# QUOTED TEXT
• • • • •
Getting Spark Version — `version` Property

version: String

version returns the Spark version this SparkContext uses.

`makeRDD` Method

Caution

FIXME

Submitting Jobs Asynchronously — `submitJob` Method

submitJob[T, U, R](
  rdd: RDD[T],
  processPartition: Iterator[T] => U,
  partitions: Seq[Int],
  resultHandler: (Int, U) => Unit,
  resultFunc: => R): SimpleFutureAction[R]

submitJob submits a job in an asynchronous, non-blocking way to DAGScheduler.

It cleans the processPartition input function argument and returns an instance of SimpleFutureAction that holds the JobWaiter instance.

Caution

FIXME What are resultFunc?

It is used in:

AsyncRDDActions methods
Spark Streaming for ReceiverTrackerEndpoint.startReceiver

Spark Configuration

Caution

FIXME

SparkContext and RDDs

You use a Spark context to create RDDs (see Creating RDD).

When an RDD is created, it belongs to and is completely owned by the Spark context it originated from. RDDs can’t by design be shared between SparkContexts.

Figure 2. A Spark context creates a living space for RDDs.

Creating RDD — `parallelize` Method

SparkContext allows you to create many different RDDs from input sources like:

Scala’s collections, i.e. sc.parallelize(0 to 100)
local or remote filesystems, i.e. sc.textFile("README.md")
Any Hadoop InputSource using sc.newAPIHadoopFile

Read Creating RDDs in RDD - Resilient Distributed Dataset.

Unpersisting RDD (Marking RDD as Non-Persistent) — `unpersist` Method

Caution

FIXME

unpersist removes an RDD from the master’s Block Manager (calls removeRdd(rddId: Int, blocking: Boolean)) and the internal persistentRdds mapping.

It finally posts SparkListenerUnpersistRDD message to listenerBus.

Setting Checkpoint Directory — `setCheckpointDir` Method

setCheckpointDir(directory: String)

setCheckpointDir method is used to set up the checkpoint directory…FIXME

Caution

FIXME

Registering Accumulator — `register` Methods

register(acc: AccumulatorV2[_, _]): Unit
register(acc: AccumulatorV2[_, _], name: String): Unit

register registers the acc accumulator. You can optionally give an accumulator a name.

Tip	You can create built-in accumulators for longs, doubles, and collection types using specialized methods.

Internally, register registers acc accumulator (with the current SparkContext).

Creating Built-In Accumulators

longAccumulator: LongAccumulator
longAccumulator(name: String): LongAccumulator
doubleAccumulator: DoubleAccumulator
doubleAccumulator(name: String): DoubleAccumulator
collectionAccumulator[T]: CollectionAccumulator[T]
collectionAccumulator[T](name: String): CollectionAccumulator[T]

You can use longAccumulator, doubleAccumulator or collectionAccumulator to create and register accumulators for simple and collection values.

longAccumulator returns LongAccumulator with the zero value 0.

doubleAccumulator returns DoubleAccumulator with the zero value 0.0.

collectionAccumulator returns CollectionAccumulator with the zero value java.util.List[T].

scala> val acc = sc.longAccumulator
acc: org.apache.spark.util.LongAccumulator = LongAccumulator(id: 0, name: None, value: 0)
• • • • •
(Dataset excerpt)
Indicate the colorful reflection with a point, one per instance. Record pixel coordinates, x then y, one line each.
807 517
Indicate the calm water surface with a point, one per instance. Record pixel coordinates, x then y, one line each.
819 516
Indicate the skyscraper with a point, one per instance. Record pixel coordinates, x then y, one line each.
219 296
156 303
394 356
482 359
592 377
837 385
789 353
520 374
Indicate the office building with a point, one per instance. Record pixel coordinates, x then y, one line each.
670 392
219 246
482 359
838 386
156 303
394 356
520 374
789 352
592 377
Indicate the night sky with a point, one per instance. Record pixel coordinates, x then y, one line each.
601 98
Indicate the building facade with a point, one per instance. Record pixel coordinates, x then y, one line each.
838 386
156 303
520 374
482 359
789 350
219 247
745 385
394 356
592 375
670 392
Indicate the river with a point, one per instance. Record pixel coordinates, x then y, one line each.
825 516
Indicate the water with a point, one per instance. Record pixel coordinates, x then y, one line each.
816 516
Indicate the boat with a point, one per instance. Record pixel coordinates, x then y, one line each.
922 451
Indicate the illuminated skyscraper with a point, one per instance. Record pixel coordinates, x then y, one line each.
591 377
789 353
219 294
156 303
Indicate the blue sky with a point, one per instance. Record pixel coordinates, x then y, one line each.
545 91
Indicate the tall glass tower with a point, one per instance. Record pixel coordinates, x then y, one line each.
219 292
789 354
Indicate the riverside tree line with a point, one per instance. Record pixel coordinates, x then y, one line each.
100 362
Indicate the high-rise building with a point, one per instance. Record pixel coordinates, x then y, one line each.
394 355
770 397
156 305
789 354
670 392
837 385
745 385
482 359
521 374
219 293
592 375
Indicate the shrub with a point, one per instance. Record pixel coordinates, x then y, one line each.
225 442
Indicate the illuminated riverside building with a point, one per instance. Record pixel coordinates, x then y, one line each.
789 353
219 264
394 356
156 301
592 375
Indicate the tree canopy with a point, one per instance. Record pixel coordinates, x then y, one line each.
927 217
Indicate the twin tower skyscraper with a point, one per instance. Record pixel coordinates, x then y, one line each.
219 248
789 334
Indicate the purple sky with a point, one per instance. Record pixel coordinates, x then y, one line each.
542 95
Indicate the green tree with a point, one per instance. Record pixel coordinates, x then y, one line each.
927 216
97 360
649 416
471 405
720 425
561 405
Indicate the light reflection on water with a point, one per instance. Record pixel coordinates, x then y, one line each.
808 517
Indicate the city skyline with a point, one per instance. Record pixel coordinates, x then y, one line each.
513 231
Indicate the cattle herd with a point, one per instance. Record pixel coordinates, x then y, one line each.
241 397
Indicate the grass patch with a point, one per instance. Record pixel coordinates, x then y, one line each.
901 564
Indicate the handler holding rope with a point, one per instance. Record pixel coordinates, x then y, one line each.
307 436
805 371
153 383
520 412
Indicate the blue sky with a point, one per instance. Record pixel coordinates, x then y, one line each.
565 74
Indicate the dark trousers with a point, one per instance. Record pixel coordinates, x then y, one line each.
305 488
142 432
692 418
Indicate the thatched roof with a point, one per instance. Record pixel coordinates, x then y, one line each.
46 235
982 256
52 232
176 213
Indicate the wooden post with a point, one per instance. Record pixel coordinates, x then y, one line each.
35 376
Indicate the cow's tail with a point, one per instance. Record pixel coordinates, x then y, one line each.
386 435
• • • • •
# EXERCISE SET
**A)** In the SparkContext reference, what zero value does the LongAccumulator returned by longAccumulator have?
**B)** Write the next part of the SparkContext reference, starting right after its final line.

# RESULTS FOR EACH TASK
**A)** It has the zero value 0.

**B)**
scala> val counter = sc.longAccumulator("counter")
counter: org.apache.spark.util.LongAccumulator = LongAccumulator(id: 1, name: Some(counter), value: 0)

scala> counter.value
res0: Long = 0

scala> sc.parallelize(0 to 9).foreach(n => counter.add(n))

scala> counter.value
res3: Long = 45

The name input parameter allows you to give a name to an accumulator and have it displayed in Spark UI (under Stages tab for a given stage).

Figure 3. Accumulators in the Spark UI

Tip	You can register custom accumulators using register methods.

Creating Broadcast Variable — `broadcast` Method

broadcast[T](value: T): Broadcast[T]

broadcast method creates a broadcast variable. It is a shared memory with value (as broadcast blocks) on the driver and later on all Spark executors.

val sc: SparkContext = ???
scala> val hello = sc.broadcast("hello")
hello: org.apache.spark.broadcast.Broadcast[String] = Broadcast(0)

Spark transfers the value to Spark executors once, and tasks can share it without incurring repetitive network transmissions when the broadcast variable is used multiple times.

Figure 4. Broadcasting a value to executors

Internally, broadcast requests the current BroadcastManager to create a new broadcast variable.

Note	The current `BroadcastManager` is available using `SparkEnv.broadcastManager` attribute and is always BroadcastManager (with few internal configuration changes to reflect where it runs, i.e. inside the driver or executors).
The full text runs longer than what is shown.